[Data pulled from a collection]
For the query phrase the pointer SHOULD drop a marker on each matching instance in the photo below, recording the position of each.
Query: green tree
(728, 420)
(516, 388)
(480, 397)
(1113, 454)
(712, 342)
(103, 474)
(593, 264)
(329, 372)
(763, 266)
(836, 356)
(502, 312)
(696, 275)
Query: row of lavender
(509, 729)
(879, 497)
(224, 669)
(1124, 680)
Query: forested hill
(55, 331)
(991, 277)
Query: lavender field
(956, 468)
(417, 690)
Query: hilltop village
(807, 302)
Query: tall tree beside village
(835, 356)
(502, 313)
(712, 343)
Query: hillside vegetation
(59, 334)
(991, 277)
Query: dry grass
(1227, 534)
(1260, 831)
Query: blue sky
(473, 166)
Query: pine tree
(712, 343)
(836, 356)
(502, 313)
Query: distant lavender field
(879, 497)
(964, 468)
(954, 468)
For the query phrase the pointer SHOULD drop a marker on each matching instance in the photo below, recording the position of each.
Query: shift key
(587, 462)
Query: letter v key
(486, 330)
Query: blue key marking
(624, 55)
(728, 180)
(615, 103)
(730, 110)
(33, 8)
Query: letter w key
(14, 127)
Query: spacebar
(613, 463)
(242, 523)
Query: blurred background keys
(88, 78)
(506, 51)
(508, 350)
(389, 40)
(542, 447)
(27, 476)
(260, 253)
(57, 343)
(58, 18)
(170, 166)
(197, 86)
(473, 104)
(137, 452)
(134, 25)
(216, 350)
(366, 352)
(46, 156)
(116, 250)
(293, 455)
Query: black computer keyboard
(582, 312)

* **Stated exercise**: Render all of the lines above as a Markdown table with two columns, "No." for the row number and "Line" for the line itself. Leave out any blank lines.

* **The reply**:
| No. | Line |
|---|---|
| 1 | For the query phrase the pointer SHOULD drop a marker on each matching instance in the photo below, recording the position of each. |
| 2 | Query: green tree |
| 3 | (728, 420) |
| 4 | (516, 388) |
| 5 | (480, 397) |
| 6 | (1113, 454) |
| 7 | (712, 342) |
| 8 | (103, 474) |
| 9 | (593, 264) |
| 10 | (329, 372) |
| 11 | (763, 266) |
| 12 | (836, 356) |
| 13 | (502, 312) |
| 14 | (696, 275) |
| 15 | Query: row of lavender |
| 16 | (509, 729) |
| 17 | (879, 497) |
| 18 | (224, 669) |
| 19 | (1124, 680) |
| 20 | Query: forested hill |
| 21 | (55, 331) |
| 22 | (991, 277) |
| 23 | Query: lavender field |
| 24 | (956, 468) |
| 25 | (417, 690) |
| 26 | Query: hilltop village |
| 27 | (807, 302) |
| 28 | Query: tall tree beside village |
| 29 | (835, 356) |
| 30 | (502, 313) |
| 31 | (712, 343) |
| 32 | Query: hillside vegetation |
| 33 | (59, 334) |
| 34 | (991, 277) |
| 35 | Query: dry grass |
| 36 | (1227, 534) |
| 37 | (1260, 831) |
| 38 | Query: blue sky |
| 39 | (473, 166) |
| 40 | Query: pine tree |
| 41 | (712, 343) |
| 42 | (836, 356) |
| 43 | (502, 313) |
| 44 | Query: distant lavender field |
| 45 | (879, 497) |
| 46 | (964, 468) |
| 47 | (954, 468) |
| 48 | For the query phrase the pointer SHOULD drop a marker on each matching instance in the photo below, recording the position of each. |
| 49 | Query: shift key |
| 50 | (587, 462) |
| 51 | Query: letter v key |
| 52 | (486, 330) |
| 53 | Query: blue key marking |
| 54 | (624, 55) |
| 55 | (728, 180) |
| 56 | (615, 103) |
| 57 | (730, 110) |
| 58 | (33, 8) |
| 59 | Query: letter w key |
| 60 | (14, 127) |
| 61 | Query: spacebar |
| 62 | (613, 463) |
| 63 | (242, 523) |
| 64 | Query: blurred background keys |
| 65 | (88, 78) |
| 66 | (506, 51) |
| 67 | (508, 350) |
| 68 | (389, 40) |
| 69 | (542, 447) |
| 70 | (27, 476) |
| 71 | (260, 253) |
| 72 | (57, 343) |
| 73 | (58, 18) |
| 74 | (170, 166) |
| 75 | (197, 86) |
| 76 | (473, 104) |
| 77 | (137, 452) |
| 78 | (134, 25) |
| 79 | (216, 350) |
| 80 | (366, 352) |
| 81 | (46, 156) |
| 82 | (116, 250) |
| 83 | (293, 455) |
| 84 | Query: black computer keyboard |
| 85 | (582, 312) |